— DATA TO USE —
* * *
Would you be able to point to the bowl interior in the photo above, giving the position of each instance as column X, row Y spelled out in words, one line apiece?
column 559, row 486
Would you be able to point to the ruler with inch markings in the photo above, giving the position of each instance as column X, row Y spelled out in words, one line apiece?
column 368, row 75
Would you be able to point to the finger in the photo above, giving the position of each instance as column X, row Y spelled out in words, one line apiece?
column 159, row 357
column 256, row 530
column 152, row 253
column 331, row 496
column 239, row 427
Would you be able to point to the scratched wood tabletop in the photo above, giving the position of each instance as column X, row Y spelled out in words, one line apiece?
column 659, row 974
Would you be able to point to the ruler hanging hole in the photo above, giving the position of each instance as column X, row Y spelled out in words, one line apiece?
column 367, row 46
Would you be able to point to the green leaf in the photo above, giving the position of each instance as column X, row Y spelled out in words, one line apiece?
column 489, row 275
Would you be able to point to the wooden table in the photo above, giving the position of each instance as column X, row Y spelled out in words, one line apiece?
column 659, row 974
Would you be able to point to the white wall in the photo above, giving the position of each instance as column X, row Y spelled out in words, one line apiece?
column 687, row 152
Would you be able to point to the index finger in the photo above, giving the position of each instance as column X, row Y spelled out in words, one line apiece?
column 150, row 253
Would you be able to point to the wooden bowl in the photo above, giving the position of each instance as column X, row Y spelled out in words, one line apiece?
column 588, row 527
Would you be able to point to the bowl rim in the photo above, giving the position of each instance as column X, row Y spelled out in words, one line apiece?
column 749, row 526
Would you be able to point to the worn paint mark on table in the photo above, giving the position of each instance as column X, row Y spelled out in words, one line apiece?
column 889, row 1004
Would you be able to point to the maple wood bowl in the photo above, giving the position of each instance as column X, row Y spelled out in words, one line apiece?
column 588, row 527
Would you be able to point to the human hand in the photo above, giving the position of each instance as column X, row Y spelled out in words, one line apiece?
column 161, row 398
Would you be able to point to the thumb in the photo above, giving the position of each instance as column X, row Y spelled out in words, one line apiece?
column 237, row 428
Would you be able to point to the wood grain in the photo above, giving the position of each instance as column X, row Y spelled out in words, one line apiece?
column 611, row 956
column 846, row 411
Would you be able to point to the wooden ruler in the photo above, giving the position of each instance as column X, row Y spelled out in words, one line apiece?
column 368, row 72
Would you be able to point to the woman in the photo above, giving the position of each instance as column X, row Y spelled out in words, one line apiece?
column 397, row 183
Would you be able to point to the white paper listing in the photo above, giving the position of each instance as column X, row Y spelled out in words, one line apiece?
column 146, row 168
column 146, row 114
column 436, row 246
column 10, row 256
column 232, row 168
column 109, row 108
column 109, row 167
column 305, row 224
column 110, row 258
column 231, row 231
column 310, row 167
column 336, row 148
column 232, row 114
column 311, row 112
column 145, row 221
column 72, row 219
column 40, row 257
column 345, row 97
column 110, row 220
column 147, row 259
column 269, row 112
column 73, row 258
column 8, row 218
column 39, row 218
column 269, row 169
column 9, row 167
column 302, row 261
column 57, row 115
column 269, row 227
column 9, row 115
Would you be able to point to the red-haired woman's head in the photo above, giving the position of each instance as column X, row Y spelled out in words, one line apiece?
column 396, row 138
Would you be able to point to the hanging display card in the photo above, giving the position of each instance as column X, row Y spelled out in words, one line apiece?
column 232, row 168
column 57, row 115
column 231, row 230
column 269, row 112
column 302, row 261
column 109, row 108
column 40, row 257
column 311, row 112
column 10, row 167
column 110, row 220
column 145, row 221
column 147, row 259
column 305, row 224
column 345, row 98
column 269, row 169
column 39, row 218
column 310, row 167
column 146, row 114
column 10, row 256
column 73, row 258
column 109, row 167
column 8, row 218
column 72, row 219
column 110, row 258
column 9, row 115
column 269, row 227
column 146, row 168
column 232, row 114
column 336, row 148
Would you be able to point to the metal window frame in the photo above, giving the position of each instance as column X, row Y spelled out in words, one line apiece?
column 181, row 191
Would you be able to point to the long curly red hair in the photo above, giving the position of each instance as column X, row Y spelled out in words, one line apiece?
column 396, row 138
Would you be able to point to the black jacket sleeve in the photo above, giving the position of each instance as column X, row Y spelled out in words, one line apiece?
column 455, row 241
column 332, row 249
* * *
— TASK STATEMENT —
Copy every entry above word for word, one line each.

— WRITTEN ANSWER —
Would you be able to point to the bowl interior in the photo above, giving the position of each instance as column X, row Y spelled out in words, one line apiece?
column 559, row 486
Would you be able to point to the ruler with inch markings in the photo above, giving the position of each instance as column X, row Y spelled out in words, one line apiece?
column 368, row 75
Would you be able to point to the finger in the photo above, giving the position of each instance as column X, row Y spelled out in words, one line apiece?
column 159, row 357
column 256, row 530
column 152, row 253
column 331, row 496
column 239, row 427
Would you be able to point to the scratched wood tabletop in the photo above, giving the position of each instance as column X, row Y spelled out in words, one line apiece?
column 659, row 974
Would you be able to point to the ruler hanging hole in the photo above, giving the position of each instance as column X, row Y spelled out in words, one line apiece?
column 367, row 46
Would you be able to point to the green leaf in the photo above, giving the position of each instance as column X, row Y spelled out in words, one line apiece?
column 489, row 275
Would you be able to point to the wooden table in the photo above, giving the position of each instance as column X, row Y spelled out in words, one line apiece?
column 659, row 974
Would you be able to point to the white wall in the photo above, giving the position of each instance as column X, row Y spelled out in words, one line apiece?
column 687, row 152
Would you be able to point to the index finger in the photo above, giving the position of each instance as column X, row Y spelled out in words, one line apiece?
column 150, row 253
Would you be able to point to the wooden bowl in the photo above, giving the position of each instance as column X, row Y spelled out in words, one line apiece?
column 588, row 527
Would you be able to point to the bowl rim in the photo above, giving the position of each instance as column X, row Y spelled out in words, one line apiece?
column 749, row 526
Would you be able to point to the worn paint mark on table in the photo above, giving the position of each instance as column X, row Y spelled out in words, one line apiece?
column 889, row 1004
Would you be able to point to the maple wood bowl in the photo above, giving the position of each instance as column X, row Y spelled out in words, one line apiece?
column 588, row 527
Would you be able to point to the human hand in the photo above, giving the position of each instance as column X, row Y spelled out in words, one line apiece?
column 161, row 398
Would you be able to point to the thumb in the photo above, giving the position of each instance as column X, row Y spelled out in words, one line apiece?
column 237, row 428
Would you be able to point to the wood grain in the photo above, giving the position of each instance as column X, row Y spelled out in words, one line apiece?
column 611, row 956
column 846, row 411
Would you be able to point to the wooden ruler in the photo above, giving the position of each instance as column X, row Y spelled out in words, one line apiece?
column 368, row 72
Would you be able to point to the woman in the photo above, giving the position of each instance as column X, row Y spelled out in words, one line apiece?
column 397, row 183
Would you be able to point to the white paper listing in the photo above, giving the position of each instance as column X, row Y spelled out in words, one line apiece?
column 146, row 168
column 146, row 114
column 436, row 246
column 10, row 256
column 232, row 168
column 109, row 108
column 109, row 167
column 305, row 224
column 110, row 258
column 231, row 231
column 310, row 167
column 336, row 148
column 232, row 114
column 311, row 112
column 145, row 221
column 72, row 219
column 40, row 257
column 345, row 97
column 110, row 220
column 147, row 259
column 269, row 112
column 73, row 258
column 8, row 218
column 39, row 218
column 269, row 169
column 9, row 167
column 302, row 261
column 57, row 115
column 269, row 227
column 9, row 115
Would you be able to point to the red-haired woman's head in the photo above, giving the position of each instance as column X, row Y spelled out in words, one line apiece?
column 396, row 138
Would you be able to point to the hanging display card in the photo above, giving the position of each instance as column X, row Y spelled out in words, one line apiece?
column 232, row 168
column 57, row 115
column 231, row 230
column 269, row 112
column 302, row 261
column 109, row 108
column 40, row 257
column 311, row 112
column 10, row 167
column 110, row 220
column 145, row 221
column 147, row 259
column 305, row 224
column 345, row 98
column 269, row 169
column 39, row 218
column 310, row 167
column 146, row 114
column 10, row 256
column 73, row 258
column 109, row 167
column 8, row 218
column 72, row 219
column 110, row 258
column 9, row 115
column 269, row 227
column 146, row 168
column 232, row 114
column 336, row 148
Would you be able to point to the metal window frame in the photo above, giving the position of each instance as column X, row Y spelled out in words, one line apiece?
column 181, row 191
Would you be able to point to the long curly red hair in the photo above, giving the position of each instance as column X, row Y spelled out in words, one line apiece?
column 396, row 138
Would you be able to point to the black jacket sleeve in the photo above, giving the position of each instance as column X, row Y spelled out in words, one line apiece?
column 455, row 241
column 332, row 249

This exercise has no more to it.